━━━━━ SELECTED EXCERPT ━━━━━

Let’s dive into our next question and it is a voicemail about competing in a space when there’s an 800-pound gorilla, namely Shopify.
Ahmed: Hi, Rob. This is Ahmed from Toronto, Canada. I have a question regarding starting a startup in a very competitive space like, say, ecommerce, specifically competing with a company like Shopify, which is pretty much a company that has been doing everything right in terms of technology, focusing on the low-end market. They also have Shopify Plus targeting more enterprisey customers.
They have a core set of features which are then built upon by app developers. They have a market effect with agencies. They have a very good content marketing strategy on their blog, and they’re dealing with B2B customers who might not be as price-sensitive as the B2C customer. So, concerning all these things, do you think it’s possible to still carve out a niche within the ecommerce space and compete with a company like Shopify? Thanks. Bye.
Rob: What do you think, Jeff? This is a tough question, obviously, but what are your thoughts on it?
Jeff: It’s surely not an area where I would necessarily look to start a company. I think if you have one, if you’re growing and doing well, there’s certainly going to be opportunities. I’m a fundamental believer that companies such as Shopify or Amazon always have blind spots and they have specific areas which don’t make sense for them to focus on, which OS or niche businesses spring up to serve those needs.

━━━━━ STORED RECORDS ━━━━━

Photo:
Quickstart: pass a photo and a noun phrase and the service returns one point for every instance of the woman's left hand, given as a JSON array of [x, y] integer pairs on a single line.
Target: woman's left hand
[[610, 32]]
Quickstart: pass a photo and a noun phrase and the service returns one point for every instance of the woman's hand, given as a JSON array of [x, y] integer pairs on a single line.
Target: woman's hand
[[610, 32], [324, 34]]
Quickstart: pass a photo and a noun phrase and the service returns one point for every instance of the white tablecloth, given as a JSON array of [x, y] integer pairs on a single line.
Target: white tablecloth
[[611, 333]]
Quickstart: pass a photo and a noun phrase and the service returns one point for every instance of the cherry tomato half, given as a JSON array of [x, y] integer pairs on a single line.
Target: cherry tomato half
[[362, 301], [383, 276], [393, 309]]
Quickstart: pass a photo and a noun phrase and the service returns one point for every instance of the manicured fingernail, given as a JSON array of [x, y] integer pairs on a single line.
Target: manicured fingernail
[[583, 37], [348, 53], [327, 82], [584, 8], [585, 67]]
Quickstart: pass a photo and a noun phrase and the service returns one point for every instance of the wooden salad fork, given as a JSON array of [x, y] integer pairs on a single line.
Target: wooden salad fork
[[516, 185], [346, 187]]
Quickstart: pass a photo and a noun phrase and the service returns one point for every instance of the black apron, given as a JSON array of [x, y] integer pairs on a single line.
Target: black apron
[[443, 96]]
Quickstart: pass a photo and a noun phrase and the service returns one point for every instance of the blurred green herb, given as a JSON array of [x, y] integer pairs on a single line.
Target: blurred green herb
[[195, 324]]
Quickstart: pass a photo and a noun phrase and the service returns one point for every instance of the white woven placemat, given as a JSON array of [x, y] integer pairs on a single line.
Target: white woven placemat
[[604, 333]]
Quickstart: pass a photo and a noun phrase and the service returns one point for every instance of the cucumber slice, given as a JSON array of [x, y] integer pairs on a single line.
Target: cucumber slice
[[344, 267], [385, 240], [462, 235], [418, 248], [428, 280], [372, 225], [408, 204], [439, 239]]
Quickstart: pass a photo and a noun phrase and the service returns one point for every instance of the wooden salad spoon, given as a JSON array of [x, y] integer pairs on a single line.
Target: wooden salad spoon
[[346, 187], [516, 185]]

━━━━━
━━━━━ STORED RECORDS ━━━━━

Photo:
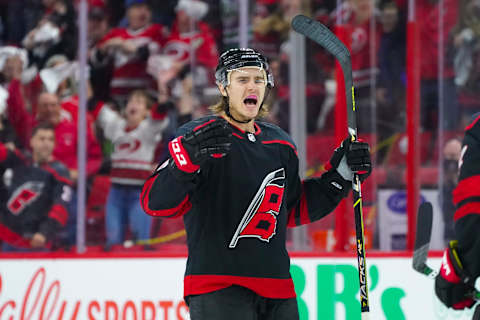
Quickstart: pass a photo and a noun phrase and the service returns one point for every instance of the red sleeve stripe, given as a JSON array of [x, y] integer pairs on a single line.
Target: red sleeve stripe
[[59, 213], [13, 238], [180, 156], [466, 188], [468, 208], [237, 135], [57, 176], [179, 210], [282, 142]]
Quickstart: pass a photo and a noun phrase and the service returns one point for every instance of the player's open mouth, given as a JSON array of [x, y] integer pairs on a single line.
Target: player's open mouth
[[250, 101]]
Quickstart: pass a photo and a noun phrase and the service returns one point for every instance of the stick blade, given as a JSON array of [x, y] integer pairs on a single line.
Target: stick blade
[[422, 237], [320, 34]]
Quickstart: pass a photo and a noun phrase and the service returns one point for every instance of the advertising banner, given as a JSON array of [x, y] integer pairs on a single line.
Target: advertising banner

━━━━━

Continue the podcast conversation about competing with Shopify, starting right after Jeff's remark about niche businesses serving the needs big companies overlook.

## TASK RESULT
If you’re looking to start, it wouldn’t be my top choice, but if you are already building a brand and a company, you have customers. I would say focus on why customers are choosing you or why they’re considering you and make sure that you really hone in on those areas so that you can continue in that niche market for now.
Rob: Yeah. I love the answer of blind spots. That’s the first thing that came to my mind, is where are the disgruntled Shopify customers? Go to the forums. When you get this big, you’ve heard of like quickbookssucks.com where everybody rags on QuickBooks. Is there one of those for Shopify? Where are the disgruntled people who say, “Oh, Shopify doesn’t do this well,” or like you said, it’s not worth their time to go into, whether it’s a vertical niche, or whether it’s to build a certain type of feature, or whether they have just technical debt, or thousands of lines of code, or tens of thousands, tens of thousands of customers, and you just can’t change things overnight.
This is the playbook that we did with Drip. When we launched Drip, it was a mess. Think of not Drip itself, the market. Think of Mailchimp, they’re dominance with their free plan. Free up to 2000 subscribers. How do you and could possibly enter that and charge at that level? We had Infusionsoft, Pardot, Marketo. Those are all but marketing automation providers. We had Constant Contact and AWeber who had their own niches. It’s like the SMB was Constant Contact and AWeber was more into the info marketer space.
No one in their right mind would enter that space and yet we found ourselves competing against them. It was exactly what we talked about here is we looked at people didn’t like Infusionsoft because they charge this $2000 upfront fee, because they’re $300 a month and up, because they’re aggressive with their sales, because the product was not very good, it was hard to use, it was buggy.
Mailchimp, a company I’ve always respected, wasn’t moving fast enough with the automation. People wanted to be able to click a link and move from here to there. There were features that people wanted from Infusionsoft but Mailchimp and AWeber were not building. So, we as a startup, what’s the advantage?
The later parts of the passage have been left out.